— TASK GOAL —
Every line of the records must be repeated exactly; pictures stay out.

— RECORDED DATA —
——
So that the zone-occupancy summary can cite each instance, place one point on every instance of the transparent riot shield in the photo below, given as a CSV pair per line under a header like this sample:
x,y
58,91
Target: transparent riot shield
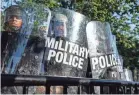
x,y
66,51
102,52
128,75
23,48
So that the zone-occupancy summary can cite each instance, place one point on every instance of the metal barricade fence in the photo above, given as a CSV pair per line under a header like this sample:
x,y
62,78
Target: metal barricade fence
x,y
115,86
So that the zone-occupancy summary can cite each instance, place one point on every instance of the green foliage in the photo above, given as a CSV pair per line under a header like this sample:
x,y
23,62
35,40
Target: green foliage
x,y
127,16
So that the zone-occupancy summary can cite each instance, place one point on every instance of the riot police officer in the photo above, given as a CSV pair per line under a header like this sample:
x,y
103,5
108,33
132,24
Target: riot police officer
x,y
13,24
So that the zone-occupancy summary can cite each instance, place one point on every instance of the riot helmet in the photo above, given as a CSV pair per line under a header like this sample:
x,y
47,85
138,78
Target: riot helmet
x,y
13,18
60,28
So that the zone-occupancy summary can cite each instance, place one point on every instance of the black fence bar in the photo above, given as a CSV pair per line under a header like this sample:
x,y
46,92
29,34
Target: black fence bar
x,y
48,81
65,89
29,80
47,89
25,89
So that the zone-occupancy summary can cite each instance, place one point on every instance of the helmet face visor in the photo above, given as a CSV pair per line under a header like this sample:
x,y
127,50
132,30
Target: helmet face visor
x,y
13,18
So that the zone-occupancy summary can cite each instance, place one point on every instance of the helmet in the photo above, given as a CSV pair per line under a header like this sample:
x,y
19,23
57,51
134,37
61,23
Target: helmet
x,y
10,12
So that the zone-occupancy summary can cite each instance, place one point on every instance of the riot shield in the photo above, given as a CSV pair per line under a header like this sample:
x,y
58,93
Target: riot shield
x,y
128,75
66,51
23,49
102,52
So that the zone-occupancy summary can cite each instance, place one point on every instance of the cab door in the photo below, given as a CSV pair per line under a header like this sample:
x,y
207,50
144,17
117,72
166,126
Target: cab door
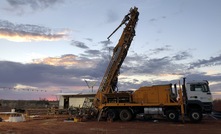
x,y
199,92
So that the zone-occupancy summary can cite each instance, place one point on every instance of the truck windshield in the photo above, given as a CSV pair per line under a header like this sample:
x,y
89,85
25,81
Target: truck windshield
x,y
199,87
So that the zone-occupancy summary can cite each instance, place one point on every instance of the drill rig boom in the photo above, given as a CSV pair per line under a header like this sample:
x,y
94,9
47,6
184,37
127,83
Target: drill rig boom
x,y
110,79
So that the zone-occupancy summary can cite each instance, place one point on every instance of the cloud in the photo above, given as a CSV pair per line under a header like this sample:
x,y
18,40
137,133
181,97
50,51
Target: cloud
x,y
106,42
68,60
161,49
92,53
22,6
182,56
213,61
27,32
89,39
68,71
79,44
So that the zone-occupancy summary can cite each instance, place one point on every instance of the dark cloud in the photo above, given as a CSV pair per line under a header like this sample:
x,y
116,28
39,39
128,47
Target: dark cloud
x,y
89,39
79,44
93,52
22,6
153,20
106,42
27,32
161,49
182,56
213,61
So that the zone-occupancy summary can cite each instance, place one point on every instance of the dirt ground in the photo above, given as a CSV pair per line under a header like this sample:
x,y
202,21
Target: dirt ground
x,y
58,126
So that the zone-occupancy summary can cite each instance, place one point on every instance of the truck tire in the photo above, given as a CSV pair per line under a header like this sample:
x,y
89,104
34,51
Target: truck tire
x,y
195,115
172,115
125,115
112,114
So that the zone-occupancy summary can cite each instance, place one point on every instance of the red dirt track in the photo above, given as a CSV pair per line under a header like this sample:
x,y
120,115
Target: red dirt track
x,y
54,126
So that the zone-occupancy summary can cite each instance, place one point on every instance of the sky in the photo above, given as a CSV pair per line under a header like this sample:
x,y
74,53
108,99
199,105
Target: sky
x,y
53,46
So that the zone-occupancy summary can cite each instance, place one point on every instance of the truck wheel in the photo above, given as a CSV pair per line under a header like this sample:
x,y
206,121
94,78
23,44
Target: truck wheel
x,y
125,115
172,115
112,114
195,115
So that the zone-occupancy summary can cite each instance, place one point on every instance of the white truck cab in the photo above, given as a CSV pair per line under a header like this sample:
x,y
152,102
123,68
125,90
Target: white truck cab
x,y
198,99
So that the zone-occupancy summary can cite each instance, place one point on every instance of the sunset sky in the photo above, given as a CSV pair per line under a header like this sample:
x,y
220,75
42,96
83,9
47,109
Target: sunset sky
x,y
52,46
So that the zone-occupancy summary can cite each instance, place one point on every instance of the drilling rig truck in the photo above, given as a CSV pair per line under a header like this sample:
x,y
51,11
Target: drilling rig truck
x,y
191,100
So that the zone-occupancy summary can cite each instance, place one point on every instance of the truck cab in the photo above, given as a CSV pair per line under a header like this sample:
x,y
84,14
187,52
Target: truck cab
x,y
198,99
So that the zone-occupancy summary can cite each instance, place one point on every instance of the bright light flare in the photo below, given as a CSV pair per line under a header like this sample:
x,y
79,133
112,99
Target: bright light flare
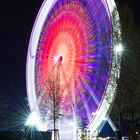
x,y
32,119
119,48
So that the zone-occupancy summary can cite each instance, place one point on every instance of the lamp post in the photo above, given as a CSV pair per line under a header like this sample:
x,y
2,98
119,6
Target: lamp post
x,y
118,52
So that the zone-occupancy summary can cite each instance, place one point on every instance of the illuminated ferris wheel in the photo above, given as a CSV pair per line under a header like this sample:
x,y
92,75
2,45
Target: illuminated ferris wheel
x,y
71,58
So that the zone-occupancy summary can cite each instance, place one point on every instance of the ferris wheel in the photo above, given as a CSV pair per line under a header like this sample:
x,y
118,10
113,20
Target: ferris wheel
x,y
71,59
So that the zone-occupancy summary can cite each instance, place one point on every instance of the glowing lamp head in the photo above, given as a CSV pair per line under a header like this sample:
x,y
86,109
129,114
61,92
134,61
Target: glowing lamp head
x,y
119,48
32,120
58,59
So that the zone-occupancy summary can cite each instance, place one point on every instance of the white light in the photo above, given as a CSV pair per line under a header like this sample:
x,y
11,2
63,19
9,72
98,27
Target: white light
x,y
104,119
32,120
119,48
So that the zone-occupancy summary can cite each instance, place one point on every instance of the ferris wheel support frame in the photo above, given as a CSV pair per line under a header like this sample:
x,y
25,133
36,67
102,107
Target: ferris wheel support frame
x,y
111,88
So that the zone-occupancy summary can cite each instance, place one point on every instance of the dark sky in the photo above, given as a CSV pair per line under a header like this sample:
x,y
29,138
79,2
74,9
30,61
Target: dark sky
x,y
16,21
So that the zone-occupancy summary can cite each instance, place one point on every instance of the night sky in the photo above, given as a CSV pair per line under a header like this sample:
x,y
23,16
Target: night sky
x,y
16,21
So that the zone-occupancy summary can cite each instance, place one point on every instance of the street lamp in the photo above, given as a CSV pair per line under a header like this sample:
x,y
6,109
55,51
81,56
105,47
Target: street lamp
x,y
119,48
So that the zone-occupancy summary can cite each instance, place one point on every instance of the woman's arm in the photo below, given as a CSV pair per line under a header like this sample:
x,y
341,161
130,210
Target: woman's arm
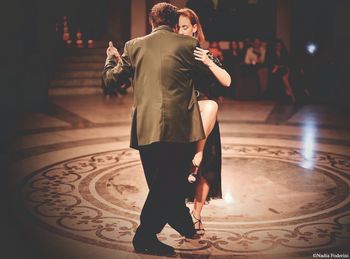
x,y
221,74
——
— RESPONSE FOR THIS EXERCISE —
So that the zone-occupancy summary can cite each instance, place one point on every instance of the transparent riot shield in the photo below, given as a CSV pair per line under a header like this sample:
x,y
58,91
Target: transparent riot shield
x,y
66,51
102,52
128,75
23,48
So that the zone-occupancy summary can cite each instance, place one point on every instance of the metal barricade fence in the photo above, given as a CSV pair per line under a header like this sample:
x,y
62,78
Target: metal barricade fence
x,y
115,86
So that the zone-occupancy summary can cite each instance, place one point on every instance of the green foliage in the photo above, given as a CSV pair per line under a header like this sample:
x,y
23,62
35,40
Target: green foliage
x,y
127,16
So that the zone-occupancy summary can cite each instance, place one point on every instance of the riot police officer in the photo above, given as a CSV pair per line under a header like this sample:
x,y
103,5
108,33
132,24
Target: riot police officer
x,y
13,24
So that the zone-occupancy summary can cite each instance, place one point on every instance of the riot helmet in the photo above, given as a CSV pair per line under a header like this sample:
x,y
47,85
138,78
Target: riot helmet
x,y
13,18
60,28
So that the zone-occupancy summary can cite each instance, place one point on every instance of the black fence bar in the photo above, given as a CSV pair per line under a header like this sample:
x,y
46,92
29,34
Target: black fence bar
x,y
48,81
65,89
29,80
47,89
25,89
So that the zone-occupancy summary can cite each instance, place one point on every instance of the helmet face visor in the photo above, given as a CSV pair per line under a header like this sample:
x,y
127,50
132,30
Target: helmet face visor
x,y
13,18
So that the zone-occupancy summary can cite each instance, place one point on every instance of the helmet in the photo above, given as a CSV pair per line under a header like this sample:
x,y
19,23
57,51
134,37
61,23
Target: helmet
x,y
10,12
So that the zone-occupancy summary can cite each instance, place one point on every instance of the riot shield in the photo above, given as a CSV pair per line under a header like this sample:
x,y
58,93
Target: riot shield
x,y
128,75
66,51
23,49
102,52
So that the zone-occupancy summary can cite each instance, place one point on every instance of the cab door in the photo below, given as a CSV pair per line under a header like this sample:
x,y
207,50
144,17
117,72
166,126
Target: cab door
x,y
199,92
So that the zone-occupancy summary can cite each instance, place one point on every instance of the truck windshield in the photo above, given as a CSV pair per line under a header like this sample:
x,y
89,85
25,81
Target: truck windshield
x,y
199,87
So that the zone-occupancy summary can cite each instance, place one point on every instance of the drill rig boom in the photo above, given as a CSV pair per line under a header like this sample:
x,y
94,9
47,6
184,37
127,83
Target: drill rig boom
x,y
110,79
So that the zone-occupancy summary can cite each instance, place one point on every instance of the cloud in the photo above, given as a CSV pair per line under a header like this sample:
x,y
18,40
137,133
181,97
50,51
Target: cloud
x,y
106,42
68,60
161,49
92,53
22,6
182,56
213,61
27,32
89,39
68,71
79,44
So that the zone-occupancy summary can cite each instance, place one point on every instance of the dark cloud in the photo above, given as a CSV pair per line under a header like this sample:
x,y
116,28
39,39
128,47
Target: dark cloud
x,y
89,39
79,44
93,52
22,6
153,20
106,42
27,32
161,49
182,56
213,61
So that the zone-occupancy summary can cite each instance, place one point on every instance of the dirt ground in the photo above, given as a CSV pair per line under a header like this sample:
x,y
202,21
Target: dirt ground
x,y
58,126
So that the zone-occupancy summary can cite each instance, place one point on every instance of the truck tire in the photo above, given as a CSV pair per line under a header like this sample:
x,y
89,104
34,51
Target: truck tire
x,y
195,115
172,115
125,115
112,114
So that the zone-occupancy summary can cite each instance, place one point on every instance of the red dirt track in the photo above, given as a CSV pair per line under a header like this sample:
x,y
120,115
Target: red dirt track
x,y
54,126
So that the zone-occupancy summary can cite each instance, place one point on every instance of the sky in the photo above, given as a CSV pair per line under a header like this sample:
x,y
74,53
108,99
199,105
Target: sky
x,y
53,46
So that the zone-occupancy summary can cite each instance, place one point on every instance of the truck wheel in the photo above, given as a CSV pair per line under a header like this sample:
x,y
206,121
94,78
23,44
Target: truck wheel
x,y
125,115
172,115
112,114
195,115
So that the zone-occupancy summary can cite each instance, place one point on every instance of the white truck cab in the photo above, given as a CSV pair per line under a header like this sample:
x,y
152,102
123,68
125,90
Target: white truck cab
x,y
198,99
So that the zone-occupancy summary can cite each instance, place one point on every instance of the sunset sky in the photo above, given as a CSV pair per line under a header like this sample:
x,y
220,75
42,96
83,9
47,109
Target: sunset sky
x,y
52,46
So that the zone-occupancy summary can cite each instance, place one point on every instance of the drilling rig truck in the photo above, given as a CSV pair per line under a header like this sample:
x,y
51,11
Target: drilling rig truck
x,y
191,100
So that the zone-occupancy summary can cite each instance, place one point on every instance of the truck cab in the photo above, given as a CSV pair per line under a header like this sample:
x,y
84,14
187,52
Target: truck cab
x,y
198,99
So that the zone-occupancy summary can cite each instance, place one point on every instance of the bright light flare in the photo below, given as a CSV pair per line under a header like this sample:
x,y
79,133
112,99
Target: bright light flare
x,y
32,119
119,48
So that the zone-occupancy summary can cite each instance, place one point on every instance of the lamp post in the photo above, given as a CSV pair per line under a header like this sample:
x,y
2,98
119,6
Target: lamp post
x,y
118,52
So that the zone-occupancy summary can cite each instance, place one point on every instance of the illuminated ferris wheel in the photo above, given as a CSV pair per line under a header like this sample:
x,y
92,75
2,45
Target: illuminated ferris wheel
x,y
71,58
So that the zone-occupancy summary can cite each instance, place one point on every instance of the ferris wheel in the photo above, given as a CSV pair per line under a header like this sample:
x,y
118,10
113,20
Target: ferris wheel
x,y
71,59
So that the zone-occupancy summary can cite each instance, place one point on every instance of the glowing lamp head in the photo above, given as a CSV pair per line under a header like this sample:
x,y
86,109
129,114
61,92
134,61
Target: glowing lamp head
x,y
119,48
32,120
58,59
So that the zone-occupancy summary can cite each instance, place one point on every instance of the white light in the photo above, given as a CSV pair per line under a header like this sample:
x,y
11,2
63,19
9,72
98,27
Target: white light
x,y
104,119
32,120
119,48
So that the zone-occupancy summary can cite each instance, place one point on every instance of the ferris wheel support frame in the photo above, given as a CSV pair per line under a header like this sample:
x,y
25,133
36,67
102,107
Target: ferris wheel support frame
x,y
111,88
So that the zone-occupancy summary can cite each instance, place one point on every instance of the dark sky in the photo above, given as a CSV pair per line under a header like this sample:
x,y
29,138
79,2
74,9
30,61
Target: dark sky
x,y
16,21
So that the zone-occupancy summary can cite each instance, place one point on every instance of the night sky in the photo above, given as a CSV pair per line under a header like this sample:
x,y
23,16
Target: night sky
x,y
16,21
So that the zone-occupancy summary can cite each instance, place one point on every instance of the street lamp in the photo above, given as a CSV pair per line under a header like this sample:
x,y
6,109
55,51
81,56
105,47
Target: street lamp
x,y
119,48
So that the zone-occupancy summary can cite each instance, place one point on every instance of the woman's arm in the photo below, given as a CSV pair per line under a header like this sample:
x,y
341,161
130,210
Target: woman's arm
x,y
221,74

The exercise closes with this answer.